### Exercise objective:
Recast the listing from the line with "Where can the vegetation" to the line with "point(158, 114)", both included, as a Markdown table with columns Row and Line. Number each line in the Row column, and skip blank lines.

### Material supplied

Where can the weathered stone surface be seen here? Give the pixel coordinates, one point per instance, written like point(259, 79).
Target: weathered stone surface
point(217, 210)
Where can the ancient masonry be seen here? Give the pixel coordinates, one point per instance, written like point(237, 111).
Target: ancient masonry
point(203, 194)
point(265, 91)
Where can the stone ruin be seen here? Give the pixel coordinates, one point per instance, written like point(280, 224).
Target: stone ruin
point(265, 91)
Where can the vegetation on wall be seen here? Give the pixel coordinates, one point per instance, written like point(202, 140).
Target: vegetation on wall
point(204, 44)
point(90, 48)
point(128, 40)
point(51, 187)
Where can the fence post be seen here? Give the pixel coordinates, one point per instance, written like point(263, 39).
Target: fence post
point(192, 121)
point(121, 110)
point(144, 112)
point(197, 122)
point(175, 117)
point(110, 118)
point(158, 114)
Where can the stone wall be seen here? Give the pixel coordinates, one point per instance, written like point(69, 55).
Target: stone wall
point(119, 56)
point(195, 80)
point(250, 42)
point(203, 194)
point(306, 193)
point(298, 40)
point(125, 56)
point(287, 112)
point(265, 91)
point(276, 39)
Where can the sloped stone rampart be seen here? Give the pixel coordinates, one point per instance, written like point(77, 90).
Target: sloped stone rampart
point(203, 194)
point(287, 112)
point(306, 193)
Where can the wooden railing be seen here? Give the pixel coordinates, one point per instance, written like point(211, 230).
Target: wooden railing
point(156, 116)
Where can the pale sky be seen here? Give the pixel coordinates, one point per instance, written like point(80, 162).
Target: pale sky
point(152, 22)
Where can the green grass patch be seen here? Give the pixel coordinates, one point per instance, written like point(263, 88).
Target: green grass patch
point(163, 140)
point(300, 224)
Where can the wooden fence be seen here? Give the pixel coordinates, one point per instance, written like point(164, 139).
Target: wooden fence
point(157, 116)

######
### Material supplied

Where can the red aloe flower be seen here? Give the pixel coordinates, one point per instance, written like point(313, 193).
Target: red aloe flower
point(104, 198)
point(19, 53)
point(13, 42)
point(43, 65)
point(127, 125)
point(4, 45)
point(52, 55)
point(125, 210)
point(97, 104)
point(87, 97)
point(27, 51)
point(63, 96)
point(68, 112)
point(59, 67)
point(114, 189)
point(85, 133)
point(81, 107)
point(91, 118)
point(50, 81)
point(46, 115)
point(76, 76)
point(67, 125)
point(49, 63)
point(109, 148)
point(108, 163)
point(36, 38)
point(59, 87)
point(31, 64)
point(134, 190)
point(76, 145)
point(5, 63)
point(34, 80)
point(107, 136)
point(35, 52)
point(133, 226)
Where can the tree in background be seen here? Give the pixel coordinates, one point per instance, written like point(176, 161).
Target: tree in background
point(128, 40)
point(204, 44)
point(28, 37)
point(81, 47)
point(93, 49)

######

### Task response:
| Row | Line |
|---|---|
| 1 | Where can the vegetation on wall be seen here? Give the pixel coordinates, one point per instance, written like point(202, 140). |
| 2 | Target: vegetation on wall |
| 3 | point(204, 44) |
| 4 | point(90, 48) |
| 5 | point(128, 40) |
| 6 | point(51, 187) |
| 7 | Where can the fence post be seen here? Give the pixel coordinates, one point per instance, written like point(263, 39). |
| 8 | Target: fence post |
| 9 | point(192, 121) |
| 10 | point(121, 110) |
| 11 | point(144, 112) |
| 12 | point(197, 122) |
| 13 | point(175, 117) |
| 14 | point(110, 118) |
| 15 | point(158, 114) |